INSTRUCTIONS TO FOLLOW.
Turn the items below into a numbered list, one line per number, leaving out any blank lines.

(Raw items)

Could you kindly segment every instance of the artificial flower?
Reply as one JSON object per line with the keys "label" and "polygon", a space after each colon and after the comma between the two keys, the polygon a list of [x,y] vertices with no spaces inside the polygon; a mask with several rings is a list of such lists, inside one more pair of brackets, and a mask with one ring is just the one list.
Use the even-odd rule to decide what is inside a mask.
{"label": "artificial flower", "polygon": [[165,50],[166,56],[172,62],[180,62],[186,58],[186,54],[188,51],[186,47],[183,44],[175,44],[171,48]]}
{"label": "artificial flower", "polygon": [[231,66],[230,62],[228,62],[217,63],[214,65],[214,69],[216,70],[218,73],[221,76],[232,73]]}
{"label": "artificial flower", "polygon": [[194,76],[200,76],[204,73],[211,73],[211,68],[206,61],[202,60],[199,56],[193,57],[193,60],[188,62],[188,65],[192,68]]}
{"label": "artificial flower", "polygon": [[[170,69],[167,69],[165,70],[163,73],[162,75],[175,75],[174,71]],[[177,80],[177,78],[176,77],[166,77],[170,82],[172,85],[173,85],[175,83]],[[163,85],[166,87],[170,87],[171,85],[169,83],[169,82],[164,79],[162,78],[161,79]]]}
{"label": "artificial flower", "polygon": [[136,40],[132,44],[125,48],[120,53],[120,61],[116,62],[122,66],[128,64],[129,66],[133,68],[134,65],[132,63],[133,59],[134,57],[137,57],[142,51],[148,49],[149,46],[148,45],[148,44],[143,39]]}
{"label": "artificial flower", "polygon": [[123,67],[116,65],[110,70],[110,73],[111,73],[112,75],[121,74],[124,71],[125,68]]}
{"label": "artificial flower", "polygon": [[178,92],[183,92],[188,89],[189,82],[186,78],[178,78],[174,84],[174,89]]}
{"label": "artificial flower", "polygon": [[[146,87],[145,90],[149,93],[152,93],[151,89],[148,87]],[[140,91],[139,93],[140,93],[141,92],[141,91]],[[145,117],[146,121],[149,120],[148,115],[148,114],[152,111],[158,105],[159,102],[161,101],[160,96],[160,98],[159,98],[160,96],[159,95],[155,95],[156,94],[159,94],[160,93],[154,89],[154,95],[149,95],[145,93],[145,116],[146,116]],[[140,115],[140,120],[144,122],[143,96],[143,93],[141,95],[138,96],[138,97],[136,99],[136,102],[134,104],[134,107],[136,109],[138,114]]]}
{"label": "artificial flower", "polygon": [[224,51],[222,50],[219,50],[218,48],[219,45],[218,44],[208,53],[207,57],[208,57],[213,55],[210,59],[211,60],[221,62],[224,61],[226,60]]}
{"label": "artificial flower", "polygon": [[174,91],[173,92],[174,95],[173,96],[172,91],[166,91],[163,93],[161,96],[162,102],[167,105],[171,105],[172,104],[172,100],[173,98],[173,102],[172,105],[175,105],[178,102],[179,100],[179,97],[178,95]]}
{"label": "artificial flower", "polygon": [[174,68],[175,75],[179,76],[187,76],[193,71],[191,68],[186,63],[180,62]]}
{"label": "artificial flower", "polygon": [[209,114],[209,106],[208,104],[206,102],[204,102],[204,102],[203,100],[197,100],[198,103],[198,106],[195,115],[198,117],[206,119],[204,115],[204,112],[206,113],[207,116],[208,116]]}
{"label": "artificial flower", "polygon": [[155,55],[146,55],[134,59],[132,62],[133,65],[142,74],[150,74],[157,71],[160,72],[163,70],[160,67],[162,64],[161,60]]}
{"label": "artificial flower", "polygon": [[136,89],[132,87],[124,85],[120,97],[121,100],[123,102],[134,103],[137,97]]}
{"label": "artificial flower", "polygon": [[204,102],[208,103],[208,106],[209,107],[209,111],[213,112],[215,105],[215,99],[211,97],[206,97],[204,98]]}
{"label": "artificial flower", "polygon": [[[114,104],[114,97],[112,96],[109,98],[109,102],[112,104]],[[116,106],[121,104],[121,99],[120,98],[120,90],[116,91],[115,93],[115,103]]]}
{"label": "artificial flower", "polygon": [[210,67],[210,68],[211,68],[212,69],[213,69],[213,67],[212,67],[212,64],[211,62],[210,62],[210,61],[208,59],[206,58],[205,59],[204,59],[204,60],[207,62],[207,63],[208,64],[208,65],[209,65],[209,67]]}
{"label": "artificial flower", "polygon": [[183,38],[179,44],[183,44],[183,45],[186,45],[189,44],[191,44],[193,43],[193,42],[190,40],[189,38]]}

FINISHED EXERCISE.
1. Could you kindly segment every instance of the artificial flower?
2. Reply as one JSON object per line with the keys "label" and "polygon", a space after each colon and after the comma between the two keys, the polygon a list of [x,y] vertices with no spaces inside the polygon; a mask with several rings is a list of such lists, inside one more pair of brackets, and a mask with one ring is just the one list.
3. Use the even-odd rule to decide what is inside a mask.
4. {"label": "artificial flower", "polygon": [[165,50],[166,56],[172,62],[180,62],[186,58],[186,54],[188,51],[186,47],[183,44],[175,44],[171,48]]}
5. {"label": "artificial flower", "polygon": [[231,66],[230,62],[228,62],[217,63],[214,65],[214,69],[216,70],[218,73],[221,76],[232,73]]}
6. {"label": "artificial flower", "polygon": [[194,76],[200,76],[204,73],[211,73],[211,68],[206,61],[202,60],[199,56],[193,57],[193,60],[188,62],[188,65],[192,68]]}
7. {"label": "artificial flower", "polygon": [[[170,69],[167,69],[165,70],[163,73],[162,75],[175,75],[174,71]],[[177,80],[177,78],[176,77],[166,77],[170,82],[172,85],[173,85],[175,83]],[[163,85],[166,87],[170,87],[171,85],[169,83],[169,82],[164,79],[162,78],[161,79]]]}
8. {"label": "artificial flower", "polygon": [[136,40],[132,44],[125,48],[120,53],[120,61],[116,62],[122,66],[128,64],[129,66],[133,68],[134,65],[132,63],[133,59],[134,57],[137,57],[142,51],[148,49],[149,46],[148,45],[148,44],[143,39]]}
9. {"label": "artificial flower", "polygon": [[123,67],[116,65],[110,70],[110,73],[111,73],[112,75],[121,74],[124,71],[125,68]]}
10. {"label": "artificial flower", "polygon": [[178,92],[183,92],[188,89],[189,82],[186,78],[178,78],[174,84],[174,89]]}
11. {"label": "artificial flower", "polygon": [[[146,87],[145,90],[149,93],[152,93],[151,89],[148,87]],[[140,91],[139,93],[140,93],[141,92],[141,91]],[[145,117],[146,121],[149,120],[148,115],[148,114],[152,111],[158,105],[159,102],[161,101],[160,96],[160,98],[159,98],[160,96],[159,95],[155,95],[156,94],[159,94],[160,93],[154,89],[154,95],[149,95],[145,93],[145,116],[146,116]],[[140,115],[140,120],[144,122],[143,96],[143,93],[141,95],[138,96],[138,97],[136,99],[136,102],[134,104],[134,107],[136,109],[138,114]]]}
12. {"label": "artificial flower", "polygon": [[224,51],[222,50],[219,50],[218,48],[219,45],[218,44],[208,53],[207,57],[208,57],[213,55],[210,59],[211,60],[221,62],[224,61],[226,60]]}
13. {"label": "artificial flower", "polygon": [[174,91],[173,92],[174,95],[173,96],[172,91],[166,91],[163,93],[161,96],[162,102],[167,105],[171,105],[172,104],[172,100],[173,98],[173,102],[172,105],[175,105],[178,102],[179,100],[179,97],[178,95]]}
14. {"label": "artificial flower", "polygon": [[174,68],[175,75],[179,76],[187,76],[193,71],[191,68],[186,63],[180,62]]}
15. {"label": "artificial flower", "polygon": [[209,114],[209,106],[208,104],[206,102],[204,102],[204,102],[203,100],[197,100],[198,103],[198,106],[195,115],[198,117],[206,119],[204,115],[204,112],[206,113],[207,116],[208,116]]}
16. {"label": "artificial flower", "polygon": [[155,55],[146,55],[134,59],[132,62],[133,65],[142,74],[150,74],[157,71],[160,72],[163,70],[160,67],[162,64],[161,60]]}
17. {"label": "artificial flower", "polygon": [[136,89],[132,87],[124,85],[120,97],[121,100],[123,102],[134,103],[137,97]]}
18. {"label": "artificial flower", "polygon": [[204,102],[208,103],[208,106],[209,107],[209,111],[213,112],[215,105],[215,99],[211,97],[206,97],[204,98]]}
19. {"label": "artificial flower", "polygon": [[[114,104],[114,97],[112,96],[109,98],[109,102],[112,104]],[[116,106],[121,104],[121,99],[120,98],[120,90],[116,91],[115,93],[115,103]]]}
20. {"label": "artificial flower", "polygon": [[210,67],[210,68],[211,68],[212,69],[213,69],[213,67],[212,67],[212,64],[211,62],[210,62],[210,61],[208,59],[206,58],[205,59],[204,59],[204,60],[207,62],[207,63],[208,64],[208,65],[209,65],[209,67]]}
21. {"label": "artificial flower", "polygon": [[183,38],[179,44],[183,44],[183,45],[186,45],[189,44],[191,44],[193,43],[193,42],[190,40],[189,38]]}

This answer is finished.